● **To be done**
Copy out, exactly as given, every line from the line with "point: the sunlit" to the end of the listing, both of those lines included.

● **Source material**
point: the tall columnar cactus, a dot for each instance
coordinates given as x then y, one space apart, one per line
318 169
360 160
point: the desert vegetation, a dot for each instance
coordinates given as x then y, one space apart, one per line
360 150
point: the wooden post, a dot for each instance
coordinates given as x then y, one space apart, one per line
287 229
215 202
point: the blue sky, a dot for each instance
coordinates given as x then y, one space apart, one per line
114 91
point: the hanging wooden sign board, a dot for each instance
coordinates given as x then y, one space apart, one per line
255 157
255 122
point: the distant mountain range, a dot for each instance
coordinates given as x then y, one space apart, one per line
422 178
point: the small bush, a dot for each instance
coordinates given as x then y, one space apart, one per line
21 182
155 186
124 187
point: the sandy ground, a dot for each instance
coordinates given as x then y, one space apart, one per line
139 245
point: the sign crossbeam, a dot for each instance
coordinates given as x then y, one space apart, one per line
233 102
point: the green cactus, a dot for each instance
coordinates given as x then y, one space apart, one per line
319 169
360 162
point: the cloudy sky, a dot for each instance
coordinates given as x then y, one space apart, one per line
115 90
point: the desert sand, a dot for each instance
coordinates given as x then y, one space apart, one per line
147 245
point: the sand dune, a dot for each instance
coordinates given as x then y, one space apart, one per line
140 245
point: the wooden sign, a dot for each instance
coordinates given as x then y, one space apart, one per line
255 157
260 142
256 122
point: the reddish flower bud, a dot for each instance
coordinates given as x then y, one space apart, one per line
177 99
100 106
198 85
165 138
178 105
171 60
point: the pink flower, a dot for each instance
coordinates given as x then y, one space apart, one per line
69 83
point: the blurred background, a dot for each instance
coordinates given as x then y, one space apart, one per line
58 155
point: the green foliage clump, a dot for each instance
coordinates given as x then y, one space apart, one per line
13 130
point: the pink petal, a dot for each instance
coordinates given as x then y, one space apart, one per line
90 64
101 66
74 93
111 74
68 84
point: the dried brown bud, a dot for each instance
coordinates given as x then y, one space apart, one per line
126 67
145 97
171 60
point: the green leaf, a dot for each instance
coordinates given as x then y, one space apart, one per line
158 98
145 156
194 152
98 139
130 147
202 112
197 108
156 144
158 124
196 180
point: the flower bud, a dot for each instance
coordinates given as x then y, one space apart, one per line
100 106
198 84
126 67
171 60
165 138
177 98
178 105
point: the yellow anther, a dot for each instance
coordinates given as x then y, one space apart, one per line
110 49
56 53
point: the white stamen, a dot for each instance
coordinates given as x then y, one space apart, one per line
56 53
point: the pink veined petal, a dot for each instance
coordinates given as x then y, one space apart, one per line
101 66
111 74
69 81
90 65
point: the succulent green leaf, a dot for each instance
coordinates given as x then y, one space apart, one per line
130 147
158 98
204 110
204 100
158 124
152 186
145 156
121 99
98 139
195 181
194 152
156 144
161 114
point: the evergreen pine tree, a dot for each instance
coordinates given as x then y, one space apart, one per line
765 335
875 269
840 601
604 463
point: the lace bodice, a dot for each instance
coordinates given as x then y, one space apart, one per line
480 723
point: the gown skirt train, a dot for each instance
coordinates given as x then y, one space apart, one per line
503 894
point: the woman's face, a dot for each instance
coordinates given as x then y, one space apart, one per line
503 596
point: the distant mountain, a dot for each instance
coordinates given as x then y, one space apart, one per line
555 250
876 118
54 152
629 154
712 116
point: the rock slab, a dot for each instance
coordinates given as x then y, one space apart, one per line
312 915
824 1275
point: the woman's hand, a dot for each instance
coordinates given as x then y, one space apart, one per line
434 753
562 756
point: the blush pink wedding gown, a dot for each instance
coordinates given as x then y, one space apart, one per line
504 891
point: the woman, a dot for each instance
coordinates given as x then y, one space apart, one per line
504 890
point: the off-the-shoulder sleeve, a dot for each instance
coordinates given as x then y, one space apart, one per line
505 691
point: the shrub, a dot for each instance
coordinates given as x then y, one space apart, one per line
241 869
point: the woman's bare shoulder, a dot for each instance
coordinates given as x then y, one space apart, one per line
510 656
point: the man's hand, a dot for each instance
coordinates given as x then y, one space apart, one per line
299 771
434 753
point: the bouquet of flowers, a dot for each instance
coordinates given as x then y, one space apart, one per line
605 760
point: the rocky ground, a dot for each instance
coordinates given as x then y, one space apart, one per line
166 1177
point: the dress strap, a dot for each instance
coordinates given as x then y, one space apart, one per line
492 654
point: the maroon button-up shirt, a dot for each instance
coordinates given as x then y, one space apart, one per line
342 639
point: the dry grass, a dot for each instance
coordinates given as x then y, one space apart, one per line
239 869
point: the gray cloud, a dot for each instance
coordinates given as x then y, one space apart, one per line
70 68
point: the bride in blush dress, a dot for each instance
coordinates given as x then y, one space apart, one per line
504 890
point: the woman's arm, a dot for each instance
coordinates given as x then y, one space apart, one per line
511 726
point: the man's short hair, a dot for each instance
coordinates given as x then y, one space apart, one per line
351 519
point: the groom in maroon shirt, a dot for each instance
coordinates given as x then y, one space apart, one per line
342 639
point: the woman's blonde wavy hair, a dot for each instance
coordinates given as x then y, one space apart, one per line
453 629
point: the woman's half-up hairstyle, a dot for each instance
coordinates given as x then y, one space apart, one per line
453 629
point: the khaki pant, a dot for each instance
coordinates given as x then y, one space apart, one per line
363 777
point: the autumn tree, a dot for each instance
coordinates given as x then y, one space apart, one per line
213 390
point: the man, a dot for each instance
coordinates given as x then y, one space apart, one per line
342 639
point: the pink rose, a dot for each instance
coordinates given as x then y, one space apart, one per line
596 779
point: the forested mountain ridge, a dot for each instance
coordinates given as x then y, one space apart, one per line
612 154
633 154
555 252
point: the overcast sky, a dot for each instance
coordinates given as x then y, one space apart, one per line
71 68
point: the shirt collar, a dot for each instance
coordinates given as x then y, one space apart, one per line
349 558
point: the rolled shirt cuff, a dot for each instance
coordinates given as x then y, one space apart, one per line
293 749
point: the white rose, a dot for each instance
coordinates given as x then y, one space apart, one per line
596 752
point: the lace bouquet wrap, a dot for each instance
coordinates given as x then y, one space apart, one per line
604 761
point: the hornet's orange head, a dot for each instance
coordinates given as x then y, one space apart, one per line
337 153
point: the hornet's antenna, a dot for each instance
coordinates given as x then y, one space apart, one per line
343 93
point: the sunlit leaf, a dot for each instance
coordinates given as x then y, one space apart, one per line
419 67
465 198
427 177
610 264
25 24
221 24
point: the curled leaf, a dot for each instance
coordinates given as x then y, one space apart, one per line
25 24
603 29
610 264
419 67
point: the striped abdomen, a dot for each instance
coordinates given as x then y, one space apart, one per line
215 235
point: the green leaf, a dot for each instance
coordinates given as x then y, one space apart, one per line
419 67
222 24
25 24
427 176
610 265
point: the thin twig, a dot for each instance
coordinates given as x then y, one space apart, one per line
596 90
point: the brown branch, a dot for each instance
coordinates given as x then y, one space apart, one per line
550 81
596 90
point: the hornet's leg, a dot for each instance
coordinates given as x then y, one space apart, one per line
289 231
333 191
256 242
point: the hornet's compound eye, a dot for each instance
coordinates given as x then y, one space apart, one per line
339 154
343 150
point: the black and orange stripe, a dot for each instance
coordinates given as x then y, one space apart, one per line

● **Exercise result**
point: the sunlit leaf, a dot for each instance
coordinates given as x then y, one space apart, one per line
419 67
465 198
427 177
610 264
25 24
221 24
point: the curled leaf, a dot for each instance
coordinates given as x then y, one space apart, one per line
25 24
603 29
610 264
419 67
point: the striped abdomen, a dot for each instance
coordinates given as x then y, one space apart, one per line
215 235
point: the green leaf, a dot for each instance
coordinates given as x then y, one space apart, one per line
419 67
222 24
25 24
427 176
610 265
point: the thin twig, a dot for each instance
coordinates given as x then y, one space apart, one per line
596 90
point: the brown branch, a dot for each instance
coordinates given as x then y, one space apart, one per line
550 81
596 90
point: the hornet's leg, a dot for each instance
coordinates given as x then y, one space apart, one per line
289 231
333 191
256 242
point: the hornet's compound eye, a dot for each instance
coordinates given as x then y, one space apart, one per line
339 154
343 150
point: the black and orange stripe, a dot for each instance
coordinates given as x then y, one space apart, one per line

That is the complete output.